Dadas estas distorsiones perceptivas, creo que ya podemos darnos la vuelta hacia el asiento de atrás y trasladarnos hasta el viaje de ida, en el que tan alegremente íbamos conversando hacia nuestro destino, cuando al mencionar a nosequién que se apellidaba Blanco alguien preguntó si era gallego. “Seguro. Los apellidos acabados en -anco suelen ser gallegos.” “¿Ah, sí? Nunca lo había oído.” “Sí, por ejemplo Blanco, o mira también Miñanco.” Curiosamente no se nos ocurrió Franco, y eso que íbamos a Ferrol, donde de todos modos, horas más tarde, no tardó en aparecérsenos en una historia que nos contaron sobre él (cosas que se saben en las ciudades). Los bisabuelos de una chica habían conocido a los abuelos de Franco, y nos contó que decían de su nieto: “con cinco años ya era malo”. Nos hizo gracia: los adultos riéndonos de un niño. Por la noche soñé cosas muy raras. Por ejemplo, que tenía que recortar una foto de una revista, pero como la foto era de una planta, me habían dado para recortarla unas tijeras de podar. Pero ahora intuyo que tan raro no debe de ser, pues ¿cómo haría el cerebro para distinguir una planta soñada de una planta de papel?

En todo caso, interrumpo la crónica del viaje porque me ha venido ahora a la mente el nombre de Luis Felipe Vivanco. ¡Oh, no! Leo que nació en San Lorenzo de El Escorial. Pero también que era hijo de un juez cuyo trabajo le obligaba a ir cambiando de destino. Apellido Vivanco origen. La teoría del final de los apellidos se desmorona: Vivanco, Juanco y Barranco tienen origen vizcaíno. Polanco es un pueblo pegado a Torrelavega. Para despistar o darle algún sentido a esta deriva, busco algún poema de Vivanco. No tengo ningún libro, solo lo encuentro en la Antología de la literatura fascista española de Julio Rodríguez-Puértolas, pero los fragmentos seleccionados son un rollo así que pondremos alguno de cualquier otro. Al pasar rápido las páginas he distinguido a Hitler, que me viene bien por una cosa que aparecerá luego, así que ni siquiera voy a copiar el fragmento. A Vivanco le he hecho un anagrama: ¡Eh, alucines, flipes vivo! (la h la he metido yo, pero es sorda).

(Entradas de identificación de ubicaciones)
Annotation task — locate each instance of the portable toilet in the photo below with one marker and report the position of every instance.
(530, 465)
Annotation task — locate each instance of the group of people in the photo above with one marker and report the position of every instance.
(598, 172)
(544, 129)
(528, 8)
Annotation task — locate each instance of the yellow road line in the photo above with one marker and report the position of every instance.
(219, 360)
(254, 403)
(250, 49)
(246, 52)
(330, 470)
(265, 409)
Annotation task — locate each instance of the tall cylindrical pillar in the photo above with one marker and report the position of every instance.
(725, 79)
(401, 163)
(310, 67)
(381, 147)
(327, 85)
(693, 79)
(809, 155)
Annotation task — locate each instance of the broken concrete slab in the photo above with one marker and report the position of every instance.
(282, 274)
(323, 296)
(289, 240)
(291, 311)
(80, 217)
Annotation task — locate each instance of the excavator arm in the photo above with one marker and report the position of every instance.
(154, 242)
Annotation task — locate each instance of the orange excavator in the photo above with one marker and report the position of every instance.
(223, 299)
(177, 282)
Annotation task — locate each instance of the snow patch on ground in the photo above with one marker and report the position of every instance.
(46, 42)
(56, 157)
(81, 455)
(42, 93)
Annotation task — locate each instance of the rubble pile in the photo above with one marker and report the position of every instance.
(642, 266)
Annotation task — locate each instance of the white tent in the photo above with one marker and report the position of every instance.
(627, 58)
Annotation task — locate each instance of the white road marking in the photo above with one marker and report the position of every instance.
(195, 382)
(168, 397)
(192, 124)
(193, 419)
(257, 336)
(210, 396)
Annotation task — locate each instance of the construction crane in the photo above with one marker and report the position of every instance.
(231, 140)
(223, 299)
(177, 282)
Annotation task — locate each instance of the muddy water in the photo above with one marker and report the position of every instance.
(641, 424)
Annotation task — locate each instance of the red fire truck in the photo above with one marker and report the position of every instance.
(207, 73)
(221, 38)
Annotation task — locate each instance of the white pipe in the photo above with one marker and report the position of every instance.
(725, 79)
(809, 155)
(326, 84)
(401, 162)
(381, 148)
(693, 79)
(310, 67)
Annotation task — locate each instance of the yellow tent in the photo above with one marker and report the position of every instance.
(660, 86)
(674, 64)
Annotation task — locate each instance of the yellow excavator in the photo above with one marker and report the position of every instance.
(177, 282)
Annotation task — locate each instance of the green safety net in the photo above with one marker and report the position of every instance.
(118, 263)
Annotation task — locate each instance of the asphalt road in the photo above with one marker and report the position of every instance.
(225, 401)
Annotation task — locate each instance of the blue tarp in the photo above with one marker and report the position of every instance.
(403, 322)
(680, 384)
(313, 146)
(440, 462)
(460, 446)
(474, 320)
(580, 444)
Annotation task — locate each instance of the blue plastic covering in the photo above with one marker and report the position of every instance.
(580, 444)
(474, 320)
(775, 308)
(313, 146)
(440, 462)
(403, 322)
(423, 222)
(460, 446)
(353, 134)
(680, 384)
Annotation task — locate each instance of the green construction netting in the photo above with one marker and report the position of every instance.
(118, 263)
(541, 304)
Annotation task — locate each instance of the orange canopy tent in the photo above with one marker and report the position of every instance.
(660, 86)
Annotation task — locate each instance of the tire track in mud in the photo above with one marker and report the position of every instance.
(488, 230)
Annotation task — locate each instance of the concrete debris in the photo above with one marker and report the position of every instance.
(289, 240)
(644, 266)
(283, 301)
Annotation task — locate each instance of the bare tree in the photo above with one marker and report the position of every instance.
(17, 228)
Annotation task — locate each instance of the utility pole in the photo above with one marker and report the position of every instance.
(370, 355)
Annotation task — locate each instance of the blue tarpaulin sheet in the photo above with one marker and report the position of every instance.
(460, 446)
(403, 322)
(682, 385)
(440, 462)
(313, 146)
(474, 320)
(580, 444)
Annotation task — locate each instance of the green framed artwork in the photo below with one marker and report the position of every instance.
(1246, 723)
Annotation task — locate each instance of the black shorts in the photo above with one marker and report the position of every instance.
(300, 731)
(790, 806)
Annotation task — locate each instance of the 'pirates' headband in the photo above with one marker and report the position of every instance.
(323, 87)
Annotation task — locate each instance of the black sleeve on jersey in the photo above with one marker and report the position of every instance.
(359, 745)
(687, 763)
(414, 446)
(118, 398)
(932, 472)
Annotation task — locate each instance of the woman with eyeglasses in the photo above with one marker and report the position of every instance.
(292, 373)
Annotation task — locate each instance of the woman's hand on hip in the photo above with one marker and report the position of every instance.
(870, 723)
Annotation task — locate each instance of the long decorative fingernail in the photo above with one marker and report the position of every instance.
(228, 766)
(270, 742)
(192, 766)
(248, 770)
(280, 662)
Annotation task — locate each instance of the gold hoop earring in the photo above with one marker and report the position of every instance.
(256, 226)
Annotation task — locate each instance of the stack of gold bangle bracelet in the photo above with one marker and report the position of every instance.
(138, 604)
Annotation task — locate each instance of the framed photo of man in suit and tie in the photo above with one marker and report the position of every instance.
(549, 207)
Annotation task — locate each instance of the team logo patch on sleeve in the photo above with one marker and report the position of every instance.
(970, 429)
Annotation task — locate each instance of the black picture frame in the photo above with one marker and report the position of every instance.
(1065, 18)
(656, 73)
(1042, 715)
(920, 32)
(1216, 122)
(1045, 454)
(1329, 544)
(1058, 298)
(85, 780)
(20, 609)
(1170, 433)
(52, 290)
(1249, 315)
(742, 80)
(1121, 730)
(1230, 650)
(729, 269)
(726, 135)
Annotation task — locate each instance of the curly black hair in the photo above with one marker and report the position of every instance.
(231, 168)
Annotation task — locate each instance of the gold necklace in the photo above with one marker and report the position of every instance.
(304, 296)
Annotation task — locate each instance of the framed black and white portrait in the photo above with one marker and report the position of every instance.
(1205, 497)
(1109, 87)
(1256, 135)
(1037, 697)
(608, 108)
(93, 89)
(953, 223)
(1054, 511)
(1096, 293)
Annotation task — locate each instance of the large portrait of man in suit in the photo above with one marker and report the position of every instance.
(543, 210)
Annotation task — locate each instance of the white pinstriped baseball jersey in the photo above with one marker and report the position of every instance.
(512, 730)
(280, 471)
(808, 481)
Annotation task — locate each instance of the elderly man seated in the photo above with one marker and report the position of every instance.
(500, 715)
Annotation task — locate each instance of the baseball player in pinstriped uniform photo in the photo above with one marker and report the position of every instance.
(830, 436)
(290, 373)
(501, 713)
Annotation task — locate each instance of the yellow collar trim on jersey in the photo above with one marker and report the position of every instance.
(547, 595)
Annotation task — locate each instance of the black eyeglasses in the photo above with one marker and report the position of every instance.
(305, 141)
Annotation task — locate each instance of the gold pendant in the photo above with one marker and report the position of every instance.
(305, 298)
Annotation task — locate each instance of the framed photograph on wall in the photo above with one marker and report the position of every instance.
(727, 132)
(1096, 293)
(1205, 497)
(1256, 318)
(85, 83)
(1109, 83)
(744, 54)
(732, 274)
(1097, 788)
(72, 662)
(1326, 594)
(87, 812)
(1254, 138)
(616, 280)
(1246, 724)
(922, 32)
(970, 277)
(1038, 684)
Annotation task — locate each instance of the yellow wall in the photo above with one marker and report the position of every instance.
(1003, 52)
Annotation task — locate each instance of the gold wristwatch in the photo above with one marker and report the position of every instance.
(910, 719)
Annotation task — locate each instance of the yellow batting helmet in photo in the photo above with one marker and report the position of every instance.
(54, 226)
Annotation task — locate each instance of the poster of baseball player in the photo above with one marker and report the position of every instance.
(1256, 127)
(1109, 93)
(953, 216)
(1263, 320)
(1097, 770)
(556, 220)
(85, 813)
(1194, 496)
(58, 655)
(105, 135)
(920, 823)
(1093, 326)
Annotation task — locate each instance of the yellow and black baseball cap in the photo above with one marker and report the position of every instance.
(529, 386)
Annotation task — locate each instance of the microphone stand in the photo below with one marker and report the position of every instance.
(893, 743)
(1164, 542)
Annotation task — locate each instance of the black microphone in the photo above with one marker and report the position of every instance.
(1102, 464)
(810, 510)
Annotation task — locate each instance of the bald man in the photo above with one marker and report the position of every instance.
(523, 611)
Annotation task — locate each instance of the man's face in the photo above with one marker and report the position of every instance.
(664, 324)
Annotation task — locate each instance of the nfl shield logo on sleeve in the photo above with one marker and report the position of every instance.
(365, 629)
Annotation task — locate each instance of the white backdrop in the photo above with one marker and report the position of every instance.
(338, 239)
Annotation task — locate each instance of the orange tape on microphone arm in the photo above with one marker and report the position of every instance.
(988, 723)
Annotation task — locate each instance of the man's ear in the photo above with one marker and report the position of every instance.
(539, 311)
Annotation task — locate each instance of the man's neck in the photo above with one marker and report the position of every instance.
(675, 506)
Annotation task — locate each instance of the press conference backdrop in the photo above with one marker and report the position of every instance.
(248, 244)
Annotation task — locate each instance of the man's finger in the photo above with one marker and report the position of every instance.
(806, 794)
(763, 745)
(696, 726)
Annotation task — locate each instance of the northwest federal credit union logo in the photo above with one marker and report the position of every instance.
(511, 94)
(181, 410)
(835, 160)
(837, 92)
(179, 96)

TUS TAREAS:
**A.** Según el texto sobre el viaje a Ferrol, ¿en qué lugar nació Luis Felipe Vivanco?
**B.** Por favor, sigue escribiendo el texto sobre el viaje a Ferrol a partir de su última frase.

RESPUESTAS ESPERADAS:
**A.** En San Lorenzo de El Escorial.

**B.**
Al día siguiente nos sentamos a leer el periódico en una terraza coruñesa. Se estaba fenomenal. Teníamos que llevar gafas de sol, porque hacía un día deslumbrante. El periódico te cegaba, las galerías te cegaban. Yo nunca había estado allí, y lo que me llamó la atención, lo que me pareció más característico de la ciudad, era la surtidísima gama de grises de los edificios. Gris del granito, pero también grises con tintes rosados, o verdes o azulados. Todo muestras de gamas de grises de cinco o seis plantas de altura. Así que si sale el sol todo resulta deslumbrante y te ciega con esa luz atlántica. Todo el mundo llevaba gafas de sol y nos decía la suerte que habíamos tenido de llegar con un día tan bueno, y nos dijeron también cuál era la casa de Amancio Ortega, y aquí es donde viene Hitler, porque lo que habíamos leído en la terraza al sol en el suplemento cultural del periódico, prácticamente debajo de la casa de Amancio Ortega, era la reseña de una novela recién publicada cuyo protagonista se llama precisamente Amancio Hitler. Que todas estas dobles fugas, estos carretes de hilo de los que se puede tirar por los dos extremos, pueden tomarse como imagen protectora del viaje, lo confirma la frase con que un camarero nos trajo los chicharrillos fritos que comimos, allí en ese angosto pero alegre callejón: “este es el playo suyo, este es el suyo plato”, una frase para mí asombrosa que me hace recordar a ese hombre como un verdadero Jano y que me parece una guía para la escritura, no sé aún cómo.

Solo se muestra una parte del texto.